### TASKS
1. In the Kodak article, how far did Kodak's shares fall on Friday, and to what price?
2. List every year given in the Kodak article's account of the company's early history, from the Eastman Dry Plate Company through Kodachrome.
3. Continue the article about Kodak's decline after its final sentence.

==== TEXT

Its legacy spans 13 decades and boasts many US firsts, but Eastman Kodak, best known for cameras and photography, maybe running out of options and time.
Concerns about the company’s future boiled over on Friday, after it hired a law firm well-known for bankruptcy cases, sending its shares down 54 percent to US$0.78 per share.
Although Kodak said it has “no intention” of filing for bankruptcy, the fact that its shares closed under US$1 and market capitalization shrank to less than US$300 million suggests that even the most die-hard investors may have lost faith.
Photo: Reuters
The picture began to fade in September 2003. Film sales were dying and Kodak slashed its dividend by 70 percent, hoping to gain flexibility as it beefed up spending on commercial and inkjet printers, medical imaging devices and other digital systems. It stopped investing in traditional consumer film.
The next year, billionaire financier Carl Icahn ended a brief, but profitable stint as a Kodak shareholder, saying that the company’s business model would not work, especially since it needed to shift gears while its primary revenue source, film, was in decline.
“[What Kodak is doing] certainly might not be enough,” he said. “I think it is possibly too late.”
In January 2004, the company said it would trim costs by shrinking manufacturing and cutting about 15,000 jobs, or 20 percent of its work force, over three years. Its work force has since been pared to about 18,800 — 9,600 in the US — at the end of last year, down from 86,000 in 1998.
Kodak has been an iconic name in US business. The company’s history stretches back to inventor George Eastman’s Eastman Dry Plate Company in 1881. By 1885, he had introduced the first transparent photographic film. The “Kodak” camera hit the market in 1888, with the slogan, “You press the button — we do the rest.”
It rolled out Kodachrome, the first commercially successful amateur color film, in 1935, but George Eastman was unable to see its debut. The ailing Eastman, a pioneering inventor and prolific philanthropist, committed suicide in 1932.

========
==== RECORDS SHOWN

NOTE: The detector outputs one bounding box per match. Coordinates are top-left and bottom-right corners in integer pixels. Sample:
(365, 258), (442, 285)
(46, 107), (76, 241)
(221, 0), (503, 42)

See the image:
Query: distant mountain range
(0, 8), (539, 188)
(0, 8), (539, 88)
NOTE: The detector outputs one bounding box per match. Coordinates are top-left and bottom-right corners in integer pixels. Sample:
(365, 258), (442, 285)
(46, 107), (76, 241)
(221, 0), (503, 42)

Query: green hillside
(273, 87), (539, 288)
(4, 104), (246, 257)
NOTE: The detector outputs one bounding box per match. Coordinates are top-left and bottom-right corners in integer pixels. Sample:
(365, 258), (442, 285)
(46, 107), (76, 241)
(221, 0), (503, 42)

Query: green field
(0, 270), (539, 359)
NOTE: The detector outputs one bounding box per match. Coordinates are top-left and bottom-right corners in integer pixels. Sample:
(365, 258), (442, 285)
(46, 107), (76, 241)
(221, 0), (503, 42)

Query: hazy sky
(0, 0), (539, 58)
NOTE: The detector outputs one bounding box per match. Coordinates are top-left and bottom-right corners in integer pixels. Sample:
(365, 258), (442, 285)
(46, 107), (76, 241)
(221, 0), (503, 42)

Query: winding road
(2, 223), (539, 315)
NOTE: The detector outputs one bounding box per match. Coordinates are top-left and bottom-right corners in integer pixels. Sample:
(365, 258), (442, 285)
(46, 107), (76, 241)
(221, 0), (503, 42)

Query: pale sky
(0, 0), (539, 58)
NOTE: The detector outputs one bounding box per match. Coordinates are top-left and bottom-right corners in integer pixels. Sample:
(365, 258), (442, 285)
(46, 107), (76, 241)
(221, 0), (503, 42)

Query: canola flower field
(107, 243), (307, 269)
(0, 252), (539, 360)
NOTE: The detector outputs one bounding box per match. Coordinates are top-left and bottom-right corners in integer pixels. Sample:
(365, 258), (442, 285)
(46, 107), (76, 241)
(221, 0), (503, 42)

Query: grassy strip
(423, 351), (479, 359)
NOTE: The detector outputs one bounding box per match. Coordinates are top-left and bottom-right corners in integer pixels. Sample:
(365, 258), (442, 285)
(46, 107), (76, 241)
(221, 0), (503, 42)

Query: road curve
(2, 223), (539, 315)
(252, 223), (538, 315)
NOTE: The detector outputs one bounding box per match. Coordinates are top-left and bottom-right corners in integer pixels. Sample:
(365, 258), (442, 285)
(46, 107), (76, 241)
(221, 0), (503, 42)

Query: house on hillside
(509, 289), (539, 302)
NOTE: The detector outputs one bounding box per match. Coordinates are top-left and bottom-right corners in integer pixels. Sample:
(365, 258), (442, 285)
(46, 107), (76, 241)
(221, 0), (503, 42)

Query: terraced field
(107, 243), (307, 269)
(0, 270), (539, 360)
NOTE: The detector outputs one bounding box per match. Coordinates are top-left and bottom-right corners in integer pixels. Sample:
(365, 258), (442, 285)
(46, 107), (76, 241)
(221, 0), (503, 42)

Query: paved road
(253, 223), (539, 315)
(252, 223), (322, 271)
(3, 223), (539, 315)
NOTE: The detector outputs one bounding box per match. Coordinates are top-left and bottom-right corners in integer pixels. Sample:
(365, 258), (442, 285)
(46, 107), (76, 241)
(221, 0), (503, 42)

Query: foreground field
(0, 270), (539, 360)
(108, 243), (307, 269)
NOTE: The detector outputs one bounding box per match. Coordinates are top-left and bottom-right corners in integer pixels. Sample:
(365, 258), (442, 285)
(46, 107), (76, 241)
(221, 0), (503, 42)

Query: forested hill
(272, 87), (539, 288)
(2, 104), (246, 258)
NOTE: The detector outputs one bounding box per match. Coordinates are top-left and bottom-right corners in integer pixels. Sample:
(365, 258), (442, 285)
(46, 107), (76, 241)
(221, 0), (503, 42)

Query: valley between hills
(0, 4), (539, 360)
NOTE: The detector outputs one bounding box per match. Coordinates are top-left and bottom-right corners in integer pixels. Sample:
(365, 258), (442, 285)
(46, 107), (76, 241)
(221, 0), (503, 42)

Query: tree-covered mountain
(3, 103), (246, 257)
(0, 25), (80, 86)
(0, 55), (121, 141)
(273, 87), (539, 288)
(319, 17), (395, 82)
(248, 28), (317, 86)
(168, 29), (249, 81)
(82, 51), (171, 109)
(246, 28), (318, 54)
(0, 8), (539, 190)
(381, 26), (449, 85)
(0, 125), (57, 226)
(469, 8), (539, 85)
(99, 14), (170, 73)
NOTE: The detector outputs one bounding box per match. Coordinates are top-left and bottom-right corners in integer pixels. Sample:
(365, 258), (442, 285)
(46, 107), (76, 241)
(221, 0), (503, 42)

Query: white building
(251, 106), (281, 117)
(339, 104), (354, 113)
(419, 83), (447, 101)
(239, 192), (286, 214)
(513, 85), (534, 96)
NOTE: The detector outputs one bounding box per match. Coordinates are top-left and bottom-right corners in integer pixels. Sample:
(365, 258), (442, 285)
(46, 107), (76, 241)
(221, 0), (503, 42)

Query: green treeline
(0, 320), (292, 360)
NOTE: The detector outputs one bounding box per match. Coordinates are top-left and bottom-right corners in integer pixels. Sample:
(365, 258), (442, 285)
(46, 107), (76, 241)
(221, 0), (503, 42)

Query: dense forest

========

### ANSWERS PER TASK
1. They fell 54 percent, to US$0.78 per share.

2. 1881, 1885, 1888, 1935, 1932

3.
Nearly a century later — 1981 — its sales topped US$10 billion. It even got in early to the digital camera movement, with its Professional Digital Camera System in 1991 that enabled photojournalists to take an electronic picture with a camera equipped with Kodak’s 1.3 megapixel sensor.
Daniel Carp took over as CEO in 2000, right around the time that digital cameras started to become an affordable alternative to film cameras. Taking pictures without the use of film and the option to forgo printing proved a crippling blow to the company, which sold film, photo paper and the systems that develop film into prints.
Veteran Hewlett Packard executive Antonio Perez joined the company in 2003 and became CEO two years later. Perez was instrumental in Kodak’s shift to digital devices and services, hoping to outpace plummeting demand for film.
However, some say that was already too late, since consumers had become enamored with the ease of digital cameras, which allowed then to snap hundreds of photos without film or the need to make prints.
Today, most snapshots are taken with phones and viewed on Facebook, and it is tough to remember when Kodak’s brand was stronger than that of the social media site. Most iPhone-toting teens have never purchased a roll of film and have no interest in carting around a stand-alone camera.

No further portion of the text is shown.